What the task requires: Starting at the first line below and stopping after the line containing "[168,269,196,312]", rewrite each line in full with every box coordinate multiplied by 2 and rounded to a whole number, with halves rounded up. Leave the pictures out.

Dataset excerpts:
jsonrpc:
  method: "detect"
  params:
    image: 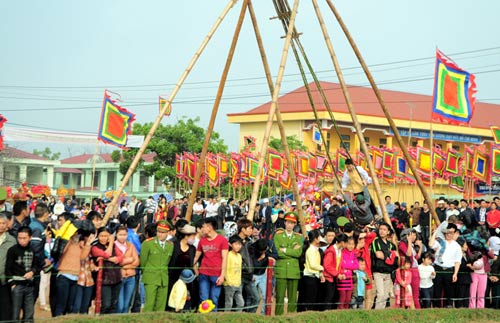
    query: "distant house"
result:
[0,145,159,199]
[0,145,60,191]
[54,154,157,197]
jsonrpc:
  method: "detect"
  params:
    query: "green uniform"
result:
[141,238,174,312]
[274,230,304,315]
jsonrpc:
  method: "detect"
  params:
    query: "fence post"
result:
[95,259,104,315]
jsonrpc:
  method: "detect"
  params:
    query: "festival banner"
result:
[432,50,476,125]
[97,91,135,149]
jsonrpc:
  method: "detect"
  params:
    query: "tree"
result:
[33,147,61,160]
[112,117,228,182]
[269,135,307,152]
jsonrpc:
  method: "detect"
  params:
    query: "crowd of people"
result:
[0,168,500,321]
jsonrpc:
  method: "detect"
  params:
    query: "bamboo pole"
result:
[313,0,392,226]
[103,0,237,225]
[326,0,441,225]
[247,0,307,236]
[186,0,248,223]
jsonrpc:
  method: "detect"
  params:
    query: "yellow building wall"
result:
[239,121,302,151]
[228,112,491,205]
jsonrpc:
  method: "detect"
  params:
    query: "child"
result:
[40,230,54,312]
[224,235,245,312]
[337,237,359,309]
[468,251,488,308]
[5,226,38,322]
[353,257,370,309]
[72,233,95,314]
[418,251,436,308]
[299,230,325,311]
[394,256,413,308]
[92,227,123,314]
[168,269,196,312]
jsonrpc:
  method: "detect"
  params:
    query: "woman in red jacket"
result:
[323,233,347,310]
[486,202,500,236]
[354,228,377,310]
[398,229,423,308]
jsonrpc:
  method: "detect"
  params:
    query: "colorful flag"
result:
[0,114,7,150]
[444,149,460,177]
[267,151,285,174]
[175,154,184,178]
[313,126,323,145]
[491,146,500,176]
[243,136,257,149]
[205,158,219,187]
[97,92,135,149]
[432,50,476,125]
[472,149,489,182]
[159,96,172,117]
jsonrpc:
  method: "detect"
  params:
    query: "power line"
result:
[0,46,500,89]
[0,64,500,112]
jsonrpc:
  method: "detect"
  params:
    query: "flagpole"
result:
[103,0,237,225]
[427,118,434,237]
[247,0,307,236]
[186,0,248,221]
[313,0,392,227]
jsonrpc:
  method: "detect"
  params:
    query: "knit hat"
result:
[179,269,196,284]
[285,212,297,223]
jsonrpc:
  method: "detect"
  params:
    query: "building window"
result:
[94,171,101,187]
[63,173,69,185]
[106,171,116,189]
[340,135,351,151]
[139,172,149,192]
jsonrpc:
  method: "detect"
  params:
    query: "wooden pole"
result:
[313,0,392,226]
[428,120,435,237]
[247,0,307,236]
[103,0,237,225]
[186,0,248,221]
[326,0,441,225]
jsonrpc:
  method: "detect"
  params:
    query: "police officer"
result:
[274,212,304,315]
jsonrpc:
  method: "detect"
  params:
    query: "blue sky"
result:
[0,0,500,155]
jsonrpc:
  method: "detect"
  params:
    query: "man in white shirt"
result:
[127,195,137,216]
[205,196,219,218]
[446,200,460,220]
[429,223,462,308]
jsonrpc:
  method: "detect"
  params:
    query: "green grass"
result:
[48,309,500,323]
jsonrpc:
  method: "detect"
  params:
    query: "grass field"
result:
[45,309,500,323]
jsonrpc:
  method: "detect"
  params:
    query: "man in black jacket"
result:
[370,222,398,309]
[238,219,260,313]
[5,226,39,322]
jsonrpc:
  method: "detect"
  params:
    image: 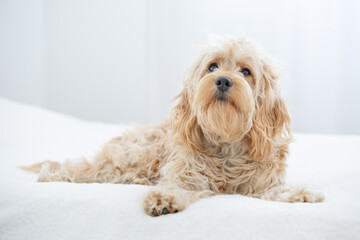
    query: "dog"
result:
[23,38,324,216]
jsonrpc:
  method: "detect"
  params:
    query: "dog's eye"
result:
[208,63,219,72]
[240,68,251,76]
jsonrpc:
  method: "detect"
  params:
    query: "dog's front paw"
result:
[144,191,184,217]
[279,187,324,203]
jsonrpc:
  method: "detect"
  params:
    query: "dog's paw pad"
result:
[144,191,180,217]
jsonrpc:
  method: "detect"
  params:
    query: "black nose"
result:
[215,76,232,92]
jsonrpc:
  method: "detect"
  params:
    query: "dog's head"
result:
[171,39,290,159]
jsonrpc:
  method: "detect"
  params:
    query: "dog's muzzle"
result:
[215,76,233,93]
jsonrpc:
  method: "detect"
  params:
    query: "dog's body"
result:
[23,39,323,216]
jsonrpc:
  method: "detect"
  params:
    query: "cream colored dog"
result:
[23,39,323,216]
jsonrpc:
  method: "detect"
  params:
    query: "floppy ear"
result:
[248,65,290,160]
[170,89,204,152]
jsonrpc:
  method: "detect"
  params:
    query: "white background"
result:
[0,0,360,134]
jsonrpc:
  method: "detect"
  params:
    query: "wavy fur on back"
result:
[25,38,323,216]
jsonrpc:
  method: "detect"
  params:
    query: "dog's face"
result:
[173,39,289,157]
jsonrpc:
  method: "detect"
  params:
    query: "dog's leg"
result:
[259,185,324,203]
[143,187,215,217]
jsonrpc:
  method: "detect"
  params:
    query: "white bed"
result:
[0,98,360,240]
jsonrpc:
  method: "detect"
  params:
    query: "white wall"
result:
[0,0,360,134]
[0,0,47,107]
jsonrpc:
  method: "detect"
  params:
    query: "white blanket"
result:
[0,99,360,240]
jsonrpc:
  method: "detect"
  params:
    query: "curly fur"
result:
[24,36,323,216]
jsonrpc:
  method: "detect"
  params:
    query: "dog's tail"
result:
[18,161,47,173]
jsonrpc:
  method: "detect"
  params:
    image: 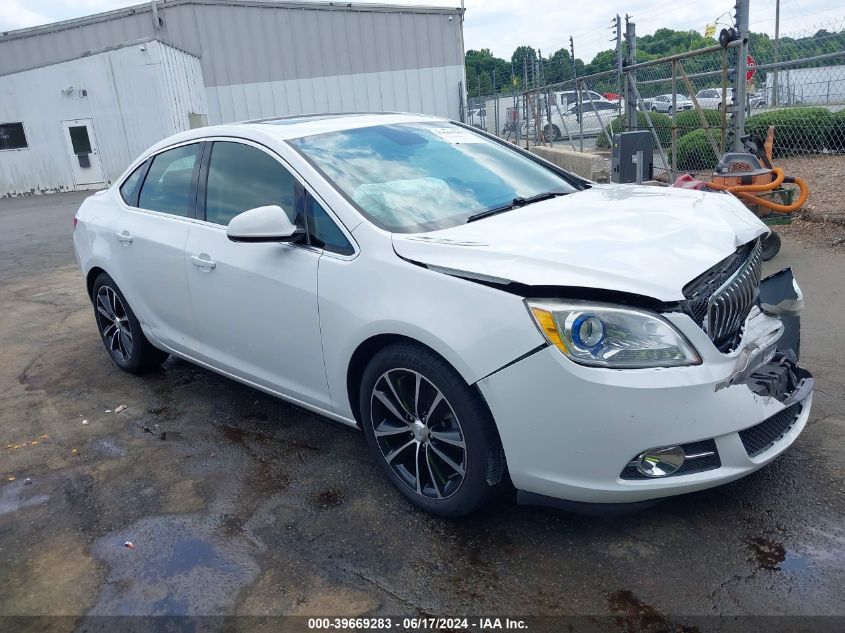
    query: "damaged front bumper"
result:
[478,269,813,508]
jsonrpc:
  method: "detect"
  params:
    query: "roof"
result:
[0,0,464,41]
[145,112,448,155]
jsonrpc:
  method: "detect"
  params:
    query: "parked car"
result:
[695,88,733,111]
[552,90,611,108]
[521,100,619,141]
[643,94,693,114]
[73,114,812,517]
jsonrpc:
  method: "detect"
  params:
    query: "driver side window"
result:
[205,141,302,226]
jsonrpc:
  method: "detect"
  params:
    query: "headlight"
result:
[525,299,701,369]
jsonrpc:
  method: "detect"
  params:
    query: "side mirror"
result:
[226,204,305,242]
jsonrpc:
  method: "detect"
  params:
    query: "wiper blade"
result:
[467,191,572,224]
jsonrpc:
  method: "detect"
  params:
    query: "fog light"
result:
[637,446,686,477]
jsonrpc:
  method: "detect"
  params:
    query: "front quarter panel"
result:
[73,187,123,296]
[319,224,545,418]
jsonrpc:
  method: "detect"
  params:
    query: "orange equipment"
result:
[706,127,810,260]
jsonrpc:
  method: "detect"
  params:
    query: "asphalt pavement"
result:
[0,194,845,631]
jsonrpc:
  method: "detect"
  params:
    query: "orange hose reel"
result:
[707,167,810,213]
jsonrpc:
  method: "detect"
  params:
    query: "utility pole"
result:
[730,0,750,152]
[569,35,584,152]
[611,13,623,114]
[772,0,780,106]
[625,15,637,130]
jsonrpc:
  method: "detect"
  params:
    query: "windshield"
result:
[291,121,576,233]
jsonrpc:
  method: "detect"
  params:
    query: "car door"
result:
[113,142,202,354]
[185,139,330,408]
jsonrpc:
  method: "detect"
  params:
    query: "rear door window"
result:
[138,143,200,217]
[205,141,301,226]
[120,161,147,207]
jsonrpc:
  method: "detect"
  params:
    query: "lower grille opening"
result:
[739,402,803,457]
[619,439,722,479]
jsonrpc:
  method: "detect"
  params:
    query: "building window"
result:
[0,123,29,149]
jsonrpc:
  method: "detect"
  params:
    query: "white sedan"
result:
[644,94,693,114]
[73,114,813,517]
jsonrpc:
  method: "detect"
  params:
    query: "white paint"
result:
[205,66,464,125]
[74,115,812,502]
[393,185,768,301]
[0,41,207,196]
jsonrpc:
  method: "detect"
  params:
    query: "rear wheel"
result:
[360,343,505,517]
[93,273,168,374]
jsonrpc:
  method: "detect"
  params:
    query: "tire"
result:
[92,273,168,374]
[761,231,780,262]
[360,343,505,518]
[543,123,560,141]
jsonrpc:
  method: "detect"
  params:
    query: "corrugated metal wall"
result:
[0,41,207,196]
[0,0,465,123]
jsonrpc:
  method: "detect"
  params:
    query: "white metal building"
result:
[0,0,465,196]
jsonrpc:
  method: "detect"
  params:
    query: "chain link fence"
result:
[465,20,845,181]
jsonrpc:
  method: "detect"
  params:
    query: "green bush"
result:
[675,110,722,139]
[676,130,718,171]
[596,112,672,149]
[745,107,833,157]
[827,110,845,152]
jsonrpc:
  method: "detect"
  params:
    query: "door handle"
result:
[191,255,217,268]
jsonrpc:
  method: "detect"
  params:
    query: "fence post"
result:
[625,15,637,130]
[731,0,750,152]
[669,59,680,181]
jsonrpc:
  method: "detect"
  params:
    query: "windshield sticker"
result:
[428,127,484,145]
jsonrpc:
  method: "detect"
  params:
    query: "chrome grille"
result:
[682,240,762,352]
[703,241,763,352]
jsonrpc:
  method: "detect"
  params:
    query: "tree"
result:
[511,46,537,78]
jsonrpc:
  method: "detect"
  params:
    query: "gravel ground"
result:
[775,156,845,223]
[775,156,845,251]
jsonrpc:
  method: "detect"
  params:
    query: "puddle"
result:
[748,536,810,571]
[311,488,346,510]
[91,437,127,457]
[0,479,50,514]
[607,589,699,633]
[220,424,247,444]
[88,516,259,615]
[137,424,187,442]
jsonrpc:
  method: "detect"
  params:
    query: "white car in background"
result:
[521,99,620,141]
[643,94,693,114]
[695,88,733,111]
[73,114,813,517]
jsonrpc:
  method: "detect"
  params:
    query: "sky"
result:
[0,0,845,62]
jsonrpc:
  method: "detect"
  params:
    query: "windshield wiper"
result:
[467,191,571,224]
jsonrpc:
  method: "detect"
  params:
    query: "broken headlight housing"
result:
[525,299,701,369]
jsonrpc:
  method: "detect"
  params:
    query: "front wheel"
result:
[92,273,168,374]
[360,343,505,518]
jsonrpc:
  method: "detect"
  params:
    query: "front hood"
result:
[393,185,768,301]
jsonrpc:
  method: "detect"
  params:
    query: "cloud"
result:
[0,0,53,31]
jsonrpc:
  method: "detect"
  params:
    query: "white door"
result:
[62,119,105,190]
[185,141,330,408]
[112,143,202,356]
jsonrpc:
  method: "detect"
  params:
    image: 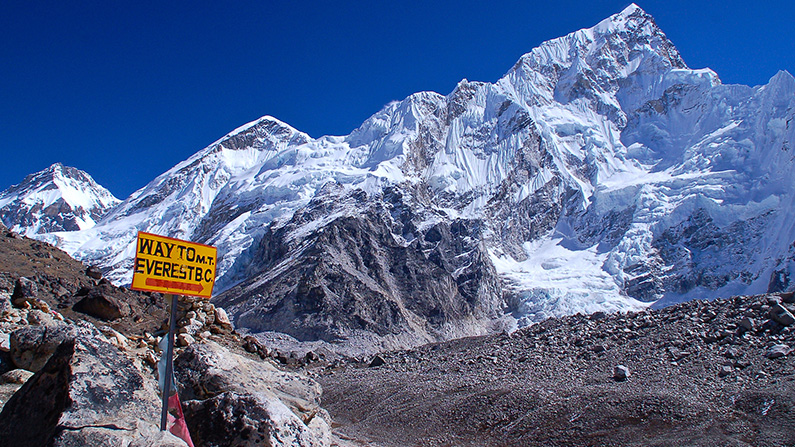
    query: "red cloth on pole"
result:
[168,393,194,447]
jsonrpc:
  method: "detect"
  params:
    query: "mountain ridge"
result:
[3,4,795,348]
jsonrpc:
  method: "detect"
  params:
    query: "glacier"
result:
[6,4,795,325]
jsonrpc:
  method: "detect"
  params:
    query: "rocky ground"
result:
[318,293,795,446]
[0,227,331,447]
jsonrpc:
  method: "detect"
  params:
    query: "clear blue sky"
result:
[0,0,795,199]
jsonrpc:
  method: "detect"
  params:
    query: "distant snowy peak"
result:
[0,163,120,236]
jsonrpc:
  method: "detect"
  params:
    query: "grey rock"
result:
[72,285,130,321]
[215,187,505,345]
[185,391,328,447]
[737,317,756,331]
[174,342,321,422]
[0,334,185,447]
[86,265,102,280]
[9,323,98,372]
[613,365,630,382]
[0,293,12,314]
[215,307,232,326]
[768,303,795,326]
[11,277,39,307]
[765,345,792,359]
[0,369,33,385]
[367,355,386,368]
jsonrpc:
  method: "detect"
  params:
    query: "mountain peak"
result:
[0,163,120,236]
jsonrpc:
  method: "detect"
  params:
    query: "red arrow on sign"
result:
[146,278,204,293]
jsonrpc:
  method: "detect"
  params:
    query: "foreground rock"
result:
[0,335,186,447]
[174,342,331,447]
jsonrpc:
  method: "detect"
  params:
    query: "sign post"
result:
[130,232,217,431]
[160,294,177,431]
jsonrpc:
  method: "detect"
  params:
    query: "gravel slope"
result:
[319,294,795,446]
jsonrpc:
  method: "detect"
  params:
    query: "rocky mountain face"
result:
[4,5,795,350]
[0,163,120,236]
[216,185,504,350]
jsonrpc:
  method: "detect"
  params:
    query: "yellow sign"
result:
[130,232,217,298]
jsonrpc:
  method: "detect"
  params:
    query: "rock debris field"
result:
[318,293,795,446]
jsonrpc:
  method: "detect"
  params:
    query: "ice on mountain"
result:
[0,4,795,323]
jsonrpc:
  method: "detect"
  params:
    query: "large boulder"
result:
[0,334,186,447]
[9,322,94,372]
[185,391,329,447]
[11,277,39,307]
[174,341,322,421]
[174,342,331,446]
[72,284,130,321]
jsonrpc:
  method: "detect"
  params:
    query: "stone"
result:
[177,334,196,346]
[174,341,321,422]
[72,288,130,321]
[591,345,607,354]
[0,332,11,352]
[215,307,232,326]
[9,323,99,372]
[737,317,756,331]
[613,365,629,382]
[0,292,12,314]
[11,277,39,307]
[765,345,791,359]
[86,265,102,280]
[367,355,386,368]
[768,303,795,326]
[185,391,328,447]
[99,326,130,349]
[27,309,57,326]
[0,369,33,385]
[0,333,186,447]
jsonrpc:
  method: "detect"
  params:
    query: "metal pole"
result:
[160,293,177,431]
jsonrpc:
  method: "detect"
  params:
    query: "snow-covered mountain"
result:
[0,163,121,237]
[12,5,795,338]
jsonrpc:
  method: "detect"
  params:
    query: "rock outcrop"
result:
[174,342,331,447]
[0,335,186,447]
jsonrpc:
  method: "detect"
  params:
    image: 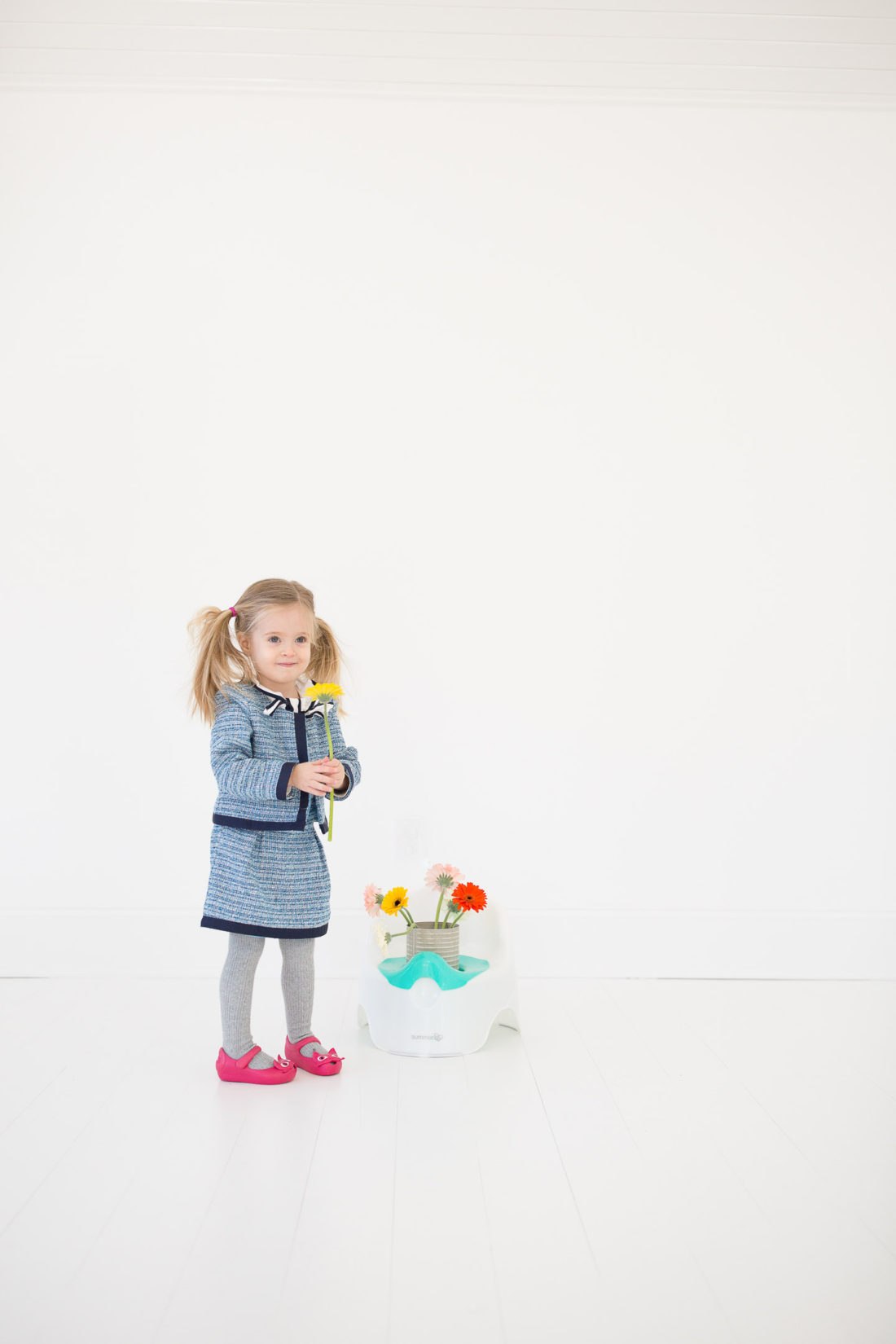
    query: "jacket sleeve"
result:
[327,705,362,802]
[211,692,298,801]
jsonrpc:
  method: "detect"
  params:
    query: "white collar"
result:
[253,672,327,716]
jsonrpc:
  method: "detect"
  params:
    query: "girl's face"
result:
[239,602,313,696]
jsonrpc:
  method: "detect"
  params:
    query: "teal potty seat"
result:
[377,951,489,989]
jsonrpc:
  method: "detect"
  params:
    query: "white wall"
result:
[0,90,896,977]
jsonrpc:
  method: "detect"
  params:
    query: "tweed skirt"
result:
[200,819,331,938]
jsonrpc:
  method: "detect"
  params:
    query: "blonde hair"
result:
[187,579,344,724]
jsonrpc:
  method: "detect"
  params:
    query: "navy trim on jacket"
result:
[199,916,329,938]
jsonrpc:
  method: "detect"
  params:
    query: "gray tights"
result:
[220,933,316,1069]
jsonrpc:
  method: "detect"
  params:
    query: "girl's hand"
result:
[295,757,345,797]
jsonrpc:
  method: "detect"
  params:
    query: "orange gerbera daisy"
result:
[451,881,488,911]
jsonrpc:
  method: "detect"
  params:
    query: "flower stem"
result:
[323,705,335,840]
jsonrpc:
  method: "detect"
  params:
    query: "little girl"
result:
[188,579,362,1083]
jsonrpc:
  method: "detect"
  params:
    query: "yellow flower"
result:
[380,887,407,916]
[304,682,345,705]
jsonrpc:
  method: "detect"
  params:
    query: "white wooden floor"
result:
[0,977,896,1344]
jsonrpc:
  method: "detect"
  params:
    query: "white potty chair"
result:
[358,902,520,1056]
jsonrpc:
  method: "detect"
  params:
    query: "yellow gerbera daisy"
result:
[302,682,345,705]
[380,887,407,916]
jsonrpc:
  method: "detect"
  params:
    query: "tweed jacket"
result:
[211,683,362,835]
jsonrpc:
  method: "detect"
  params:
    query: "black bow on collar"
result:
[255,678,327,719]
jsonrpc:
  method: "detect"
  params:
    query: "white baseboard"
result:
[0,908,896,980]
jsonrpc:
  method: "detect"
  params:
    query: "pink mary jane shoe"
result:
[283,1036,345,1074]
[215,1046,296,1083]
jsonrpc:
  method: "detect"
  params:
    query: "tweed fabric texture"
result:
[200,686,362,938]
[211,684,362,835]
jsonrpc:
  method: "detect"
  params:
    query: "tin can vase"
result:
[404,920,461,970]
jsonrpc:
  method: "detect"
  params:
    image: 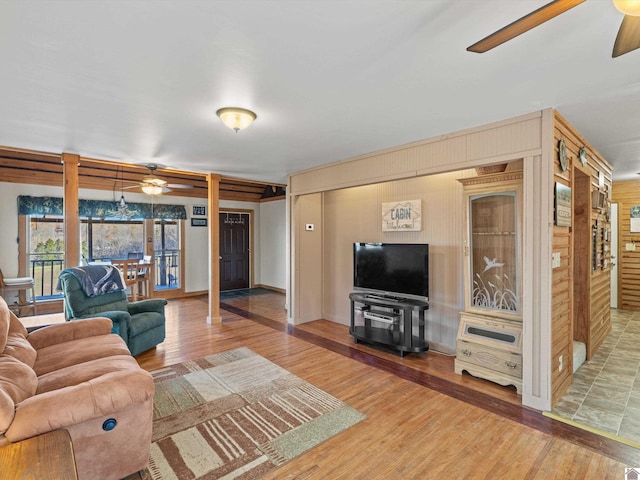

The answer:
jsonrpc:
  method: "detect"
  params:
    image: 
    query: "distant house"
result:
[0,290,318,398]
[0,290,120,382]
[108,308,314,394]
jsonrpc:
  method: "detect"
  params:
    query: "green uniform"
result:
[282,476,348,624]
[548,460,608,630]
jsonrpc:
  method: "detect"
  params:
    query: "fence post"
result:
[190,518,208,630]
jsonrpc:
  method: "detect"
  params:
    query: "festival banner"
result:
[864,100,952,250]
[194,182,270,298]
jsonrpc:
  method: "detect"
  params:
    query: "tree"
result:
[66,294,122,320]
[224,234,456,364]
[538,270,614,304]
jsonrpc:
  method: "detect"
  params:
    query: "crowd of people"
result:
[0,336,1000,642]
jsonrpc:
  method: "detect"
  params:
    query: "bamboo pole"
result:
[626,0,784,452]
[206,0,474,450]
[652,0,882,450]
[494,0,614,472]
[372,0,496,446]
jsonrpc:
  method: "detect"
  params:
    query: "yellow building wall"
result:
[478,242,604,302]
[456,224,982,410]
jsonrpc:
  method: "detect"
  params:
    query: "child"
result:
[80,460,108,624]
[448,470,490,624]
[674,474,718,618]
[936,502,976,616]
[10,452,76,644]
[706,514,740,618]
[144,466,190,628]
[836,502,872,616]
[598,460,650,622]
[788,512,826,616]
[184,454,246,628]
[336,538,392,624]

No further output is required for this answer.